• _WHAT YOU NEED TO DO_
The expected result is the run of lines from the one containing "along the boundary" to the end of the listing, copied exactly.

** Opening THE RECORDS block **

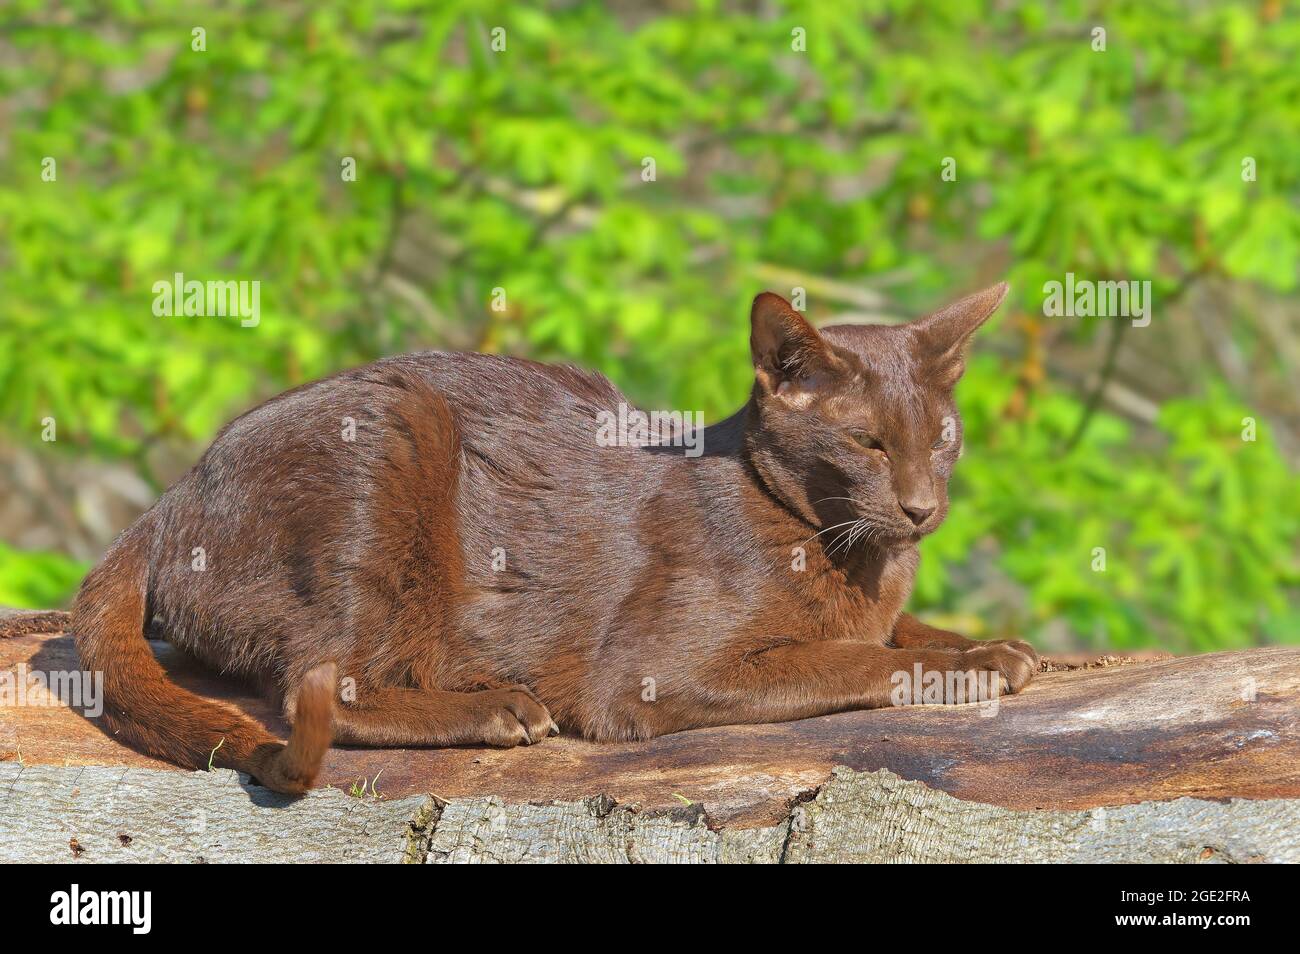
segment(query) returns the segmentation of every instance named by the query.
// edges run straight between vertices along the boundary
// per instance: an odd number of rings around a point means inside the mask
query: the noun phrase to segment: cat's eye
[[[867,450],[880,451],[882,454],[885,453],[885,445],[880,443],[880,441],[876,440],[866,431],[854,431],[853,441],[859,447],[865,447]]]
[[[940,447],[942,447],[944,444],[947,443],[948,443],[948,439],[946,437],[940,437],[933,444],[930,445],[930,450],[938,450]]]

** Closing THE RECORDS block **

• _EXERCISE RESPONSE_
// edges run straight between vertices along the boundary
// per instance: an odd number of rings around a point means inside the mask
query: the noun phrase to segment: cat's eye
[[[867,450],[880,451],[882,454],[885,453],[885,445],[880,443],[880,441],[876,440],[866,431],[854,431],[853,441],[859,447],[865,447]]]
[[[940,447],[942,447],[944,444],[947,443],[948,443],[948,439],[946,437],[940,437],[933,444],[930,445],[930,450],[938,450]]]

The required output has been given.